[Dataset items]

-- Opening Marker --

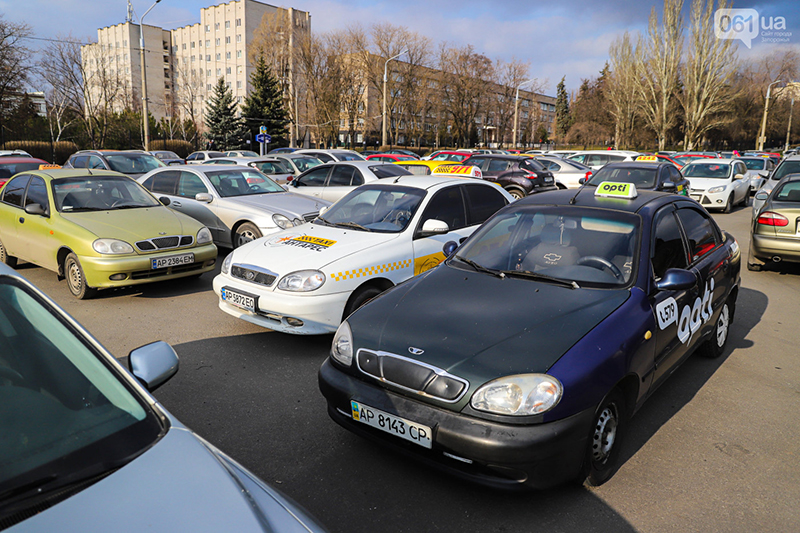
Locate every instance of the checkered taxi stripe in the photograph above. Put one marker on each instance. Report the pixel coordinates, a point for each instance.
(371, 271)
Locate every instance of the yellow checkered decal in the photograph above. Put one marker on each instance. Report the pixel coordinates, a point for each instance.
(371, 271)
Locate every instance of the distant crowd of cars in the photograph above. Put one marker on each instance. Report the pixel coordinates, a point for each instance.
(391, 253)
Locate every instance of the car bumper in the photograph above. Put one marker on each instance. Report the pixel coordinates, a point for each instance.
(137, 269)
(320, 313)
(768, 246)
(490, 453)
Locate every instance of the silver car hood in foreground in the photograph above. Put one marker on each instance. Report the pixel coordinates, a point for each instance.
(278, 202)
(182, 483)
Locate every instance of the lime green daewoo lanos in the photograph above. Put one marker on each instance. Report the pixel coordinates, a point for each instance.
(98, 229)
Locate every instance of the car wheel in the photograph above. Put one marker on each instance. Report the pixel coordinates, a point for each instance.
(5, 258)
(359, 298)
(714, 346)
(245, 233)
(605, 439)
(76, 281)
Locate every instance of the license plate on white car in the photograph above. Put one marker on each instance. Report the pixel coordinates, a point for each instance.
(173, 260)
(239, 299)
(400, 427)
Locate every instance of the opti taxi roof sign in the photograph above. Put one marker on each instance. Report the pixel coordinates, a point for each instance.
(611, 189)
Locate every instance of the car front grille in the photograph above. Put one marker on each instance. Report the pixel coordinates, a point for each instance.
(411, 375)
(253, 274)
(165, 243)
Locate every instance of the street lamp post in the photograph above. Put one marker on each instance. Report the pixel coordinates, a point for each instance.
(762, 137)
(516, 111)
(385, 79)
(145, 113)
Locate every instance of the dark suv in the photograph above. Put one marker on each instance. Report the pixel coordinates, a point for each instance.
(132, 163)
(518, 175)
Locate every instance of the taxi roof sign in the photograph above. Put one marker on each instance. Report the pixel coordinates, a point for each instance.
(612, 189)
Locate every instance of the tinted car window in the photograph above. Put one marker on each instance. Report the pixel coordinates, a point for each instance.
(668, 251)
(699, 231)
(482, 203)
(14, 189)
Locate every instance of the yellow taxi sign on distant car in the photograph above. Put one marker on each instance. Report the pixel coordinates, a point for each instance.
(460, 170)
(611, 189)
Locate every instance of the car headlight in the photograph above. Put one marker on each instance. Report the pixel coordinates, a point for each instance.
(342, 347)
(520, 395)
(302, 281)
(282, 222)
(203, 236)
(112, 246)
(226, 265)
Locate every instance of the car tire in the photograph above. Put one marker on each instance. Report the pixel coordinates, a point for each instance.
(245, 233)
(605, 439)
(715, 345)
(6, 259)
(76, 281)
(359, 298)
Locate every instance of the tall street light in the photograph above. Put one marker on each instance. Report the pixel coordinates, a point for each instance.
(762, 137)
(385, 79)
(145, 113)
(516, 110)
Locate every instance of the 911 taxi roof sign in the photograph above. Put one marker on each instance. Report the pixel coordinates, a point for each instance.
(611, 189)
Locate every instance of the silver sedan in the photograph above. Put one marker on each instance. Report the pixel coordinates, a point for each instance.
(238, 204)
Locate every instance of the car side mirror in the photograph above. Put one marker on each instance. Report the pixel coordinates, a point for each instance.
(35, 209)
(676, 279)
(433, 227)
(153, 364)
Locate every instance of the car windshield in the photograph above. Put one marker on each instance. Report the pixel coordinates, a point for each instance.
(389, 171)
(67, 416)
(238, 182)
(133, 163)
(707, 170)
(786, 168)
(643, 178)
(593, 247)
(100, 193)
(272, 167)
(754, 164)
(379, 208)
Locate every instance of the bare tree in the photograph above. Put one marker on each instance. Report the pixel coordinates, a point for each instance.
(658, 57)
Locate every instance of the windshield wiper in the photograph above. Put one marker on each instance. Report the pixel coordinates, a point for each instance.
(480, 268)
(542, 277)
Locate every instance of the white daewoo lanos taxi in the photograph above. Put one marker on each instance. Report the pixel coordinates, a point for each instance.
(306, 280)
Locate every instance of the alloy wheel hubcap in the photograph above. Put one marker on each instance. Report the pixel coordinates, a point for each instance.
(605, 433)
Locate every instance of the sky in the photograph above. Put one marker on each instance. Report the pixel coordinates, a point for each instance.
(567, 38)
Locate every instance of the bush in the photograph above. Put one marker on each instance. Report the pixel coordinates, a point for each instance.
(179, 146)
(45, 150)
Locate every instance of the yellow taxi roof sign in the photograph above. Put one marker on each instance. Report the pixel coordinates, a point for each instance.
(612, 189)
(459, 170)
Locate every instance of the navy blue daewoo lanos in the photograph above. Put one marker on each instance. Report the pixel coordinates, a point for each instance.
(521, 358)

-- Closing Marker --

Return every line above word for word, minus images.

Locate every instance of the checkered taxi stripe in the photograph above. Put one marker on each instance. Report the pixel coordinates, a point for each instance.
(371, 271)
Locate every instance of the yellow checkered decal in the photograph above. Put one marker on each instance. Report the pixel coordinates, a point for each instance.
(371, 271)
Locate every instance of the distant crowd of cars in the photograph above. Put one marker on each instance. Report the pixel coordinates, a point for each instance.
(391, 253)
Locate every instance of the car bumper in the photograph above. Put one marker on each instance. Report the pixel coordinates, a point for each instance.
(137, 269)
(320, 313)
(768, 246)
(490, 453)
Locate every instance of the silver car hood in foreground in the photograph above. Put one marker on each instance. Report the pixel coordinates, a point for each instance.
(278, 202)
(182, 483)
Locate every instance of the lime green daewoo lanos in the photograph above. Put one marker on each instance. Report the pixel coordinates, a point for each instance.
(98, 229)
Locate every instance of the car wheel in the photograph above. Put one marker on each instance. Report the pixel coordinates, a point for each instance.
(5, 258)
(359, 298)
(714, 346)
(245, 233)
(605, 439)
(76, 281)
Locate every instance of the license plate on white car in the photograph above. Put one marker on each instance. Report the pixel coordinates, a point for each instance.
(173, 260)
(239, 299)
(400, 427)
Locate every instance of the opti taxi roof sign in the photograph above. Put one marker on each instance. Report the pixel coordinates, a point for each instance.
(611, 189)
Locate every instance of the car front grille in the photograph above. Put one marker on each instance. Report the pixel coordinates, a point for each instance.
(411, 375)
(253, 274)
(165, 243)
Locate every instance of the street lamp post in the photograph above. Put one marker on each instance. Report the pixel coordinates, a point for each instance.
(762, 137)
(516, 111)
(385, 79)
(145, 113)
Locate every instance of the dark suv in the photograph above. Put one marker on each instance. Report the pixel coordinates, a point for each instance.
(132, 163)
(518, 175)
Locate every instance of the taxi roof sign in the photograph above. Put one marker on each instance. Report the pixel coordinates, a point for each instance.
(612, 189)
Locate every instance of the tinted car window in the photograph above. Put one marker on each instance. Report the pixel coordinates, a point for each instance.
(668, 251)
(699, 231)
(482, 203)
(14, 189)
Locate every instance of the yellow taxi sign on distant car in the photograph above. Put one marker on each instance. Report the pixel coordinates, a point for each instance.
(460, 170)
(611, 189)
Locate every instance of the car headlight in the photograph above. Put one marker on each instance. Report the pixel coordinates, a point for each instance.
(342, 347)
(520, 395)
(302, 281)
(282, 222)
(203, 236)
(112, 246)
(226, 265)
Locate every instance of the car tire in the photograph above. Put one marker on each instance. Report the pixel coordinates, a point for each instance.
(245, 233)
(605, 439)
(715, 345)
(6, 259)
(76, 281)
(359, 298)
Locate every instance of the tall street light in the photograph above. Put one marker on each instance. Report the pixel coordinates, a point for each instance.
(762, 137)
(385, 79)
(145, 113)
(516, 110)
Locate every instance of the 911 taxi roof sign in the photograph above. Put one marker on each instance. Report the pixel coordinates, a point for each instance.
(611, 189)
Locate every instance of the silver sedan in the photograph above. Put one marker on each instance. Report the pixel coordinates, a point for each instance.
(238, 204)
Locate every instance of the car side mirror in the photograph above. Put one marker on each instance. Report the pixel coordinates, a point for each instance.
(35, 209)
(676, 279)
(433, 227)
(153, 364)
Locate every instance of the car windshield in the photograph above. Put one marker on each instance. Report the pixel coordinates, a point for each instance.
(389, 171)
(67, 416)
(238, 182)
(133, 163)
(707, 170)
(786, 168)
(643, 178)
(593, 247)
(100, 193)
(272, 167)
(754, 164)
(379, 208)
Locate every instance of the bare tree in the photograph above. Put one marker on each instance. Report the pixel coordinates, a point for each instance.
(658, 57)
Locate every instance of the windshield wiper in the photograph above. Put one marker on each instance. Report the pixel coordinates, a point for each instance.
(480, 268)
(542, 277)
Locate every instance of the white daewoo lanos taxi in the photograph above. Put one marker on each instance. Report the pixel coordinates, a point for each instance.
(306, 280)
Locate every instance of the alloy wheel hubcap in the photograph above. Put one marker on each instance. Report the pixel coordinates, a point for each instance.
(605, 433)
Locate every instance of the sky in the photograph above. Put one marker on each instance. Report the pixel coordinates, a point for each instance.
(567, 38)
Locate every instance of the bush in the photograph above. Put one marker on each instance. Report the pixel coordinates, a point for each instance.
(179, 146)
(45, 150)
Locate every instance of the yellow taxi roof sign in the photograph above. Put one marker on each instance. Report the pixel coordinates, a point for each instance.
(612, 189)
(459, 170)
Locate every instance of the navy blue daewoo lanos in the photograph above. Put one marker on each instance. Report the pixel coordinates, a point for each instance.
(521, 358)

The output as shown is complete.